RECORDS TO USE START

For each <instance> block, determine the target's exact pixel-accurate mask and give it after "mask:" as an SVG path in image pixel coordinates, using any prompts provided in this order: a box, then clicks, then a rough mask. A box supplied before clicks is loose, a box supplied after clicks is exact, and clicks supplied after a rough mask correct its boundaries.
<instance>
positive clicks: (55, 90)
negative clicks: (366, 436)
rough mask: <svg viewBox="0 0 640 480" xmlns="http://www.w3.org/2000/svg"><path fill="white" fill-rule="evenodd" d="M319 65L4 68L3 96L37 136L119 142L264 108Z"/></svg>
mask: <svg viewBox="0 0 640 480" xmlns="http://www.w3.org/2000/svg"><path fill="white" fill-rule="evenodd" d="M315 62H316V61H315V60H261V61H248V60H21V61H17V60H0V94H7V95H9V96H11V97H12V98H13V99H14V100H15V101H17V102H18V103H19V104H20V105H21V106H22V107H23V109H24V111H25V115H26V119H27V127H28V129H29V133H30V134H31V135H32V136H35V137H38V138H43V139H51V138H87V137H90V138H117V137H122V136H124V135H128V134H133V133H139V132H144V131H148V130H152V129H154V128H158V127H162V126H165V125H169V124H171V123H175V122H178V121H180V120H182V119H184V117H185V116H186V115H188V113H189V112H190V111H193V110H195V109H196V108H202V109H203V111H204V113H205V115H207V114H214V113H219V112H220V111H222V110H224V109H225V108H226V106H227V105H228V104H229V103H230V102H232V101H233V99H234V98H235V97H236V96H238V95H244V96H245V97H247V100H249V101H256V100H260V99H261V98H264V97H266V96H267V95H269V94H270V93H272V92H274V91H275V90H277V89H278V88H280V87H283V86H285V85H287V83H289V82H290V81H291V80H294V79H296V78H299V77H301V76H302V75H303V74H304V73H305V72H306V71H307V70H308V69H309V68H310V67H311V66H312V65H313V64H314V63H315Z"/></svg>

RECORDS TO USE END
RECORDS TO USE START

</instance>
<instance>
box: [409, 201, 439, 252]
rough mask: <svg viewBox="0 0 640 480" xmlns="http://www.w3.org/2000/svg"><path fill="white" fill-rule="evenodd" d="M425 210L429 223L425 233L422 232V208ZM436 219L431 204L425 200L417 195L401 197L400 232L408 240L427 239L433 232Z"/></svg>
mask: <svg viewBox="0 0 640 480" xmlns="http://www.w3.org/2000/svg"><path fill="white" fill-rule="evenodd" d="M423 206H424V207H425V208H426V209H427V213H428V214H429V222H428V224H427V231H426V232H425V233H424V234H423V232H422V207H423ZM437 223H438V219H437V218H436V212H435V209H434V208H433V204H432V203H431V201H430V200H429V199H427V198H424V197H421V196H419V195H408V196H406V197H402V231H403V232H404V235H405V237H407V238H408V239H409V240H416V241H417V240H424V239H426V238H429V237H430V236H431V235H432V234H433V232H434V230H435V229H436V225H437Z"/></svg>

RECORDS TO USE END

- _EXERCISE GOAL_: Give back exactly the lines above starting at the line where "For each <instance>" appears and ending at the line where "negative clicks: (366, 436)" appears, both included, with no other lines.

- _ANSWER AREA_:
For each <instance> block, determine the target's exact pixel-accurate mask and give it after "mask:" as an SVG path in image pixel coordinates, using any prompts provided in this order: a box, then clicks, then a rough mask. A box supplied before clicks is loose, a box supplied after clicks is exact, and clicks supplied after a rough mask correct its boundaries.
<instance>
positive clicks: (55, 90)
negative clicks: (366, 436)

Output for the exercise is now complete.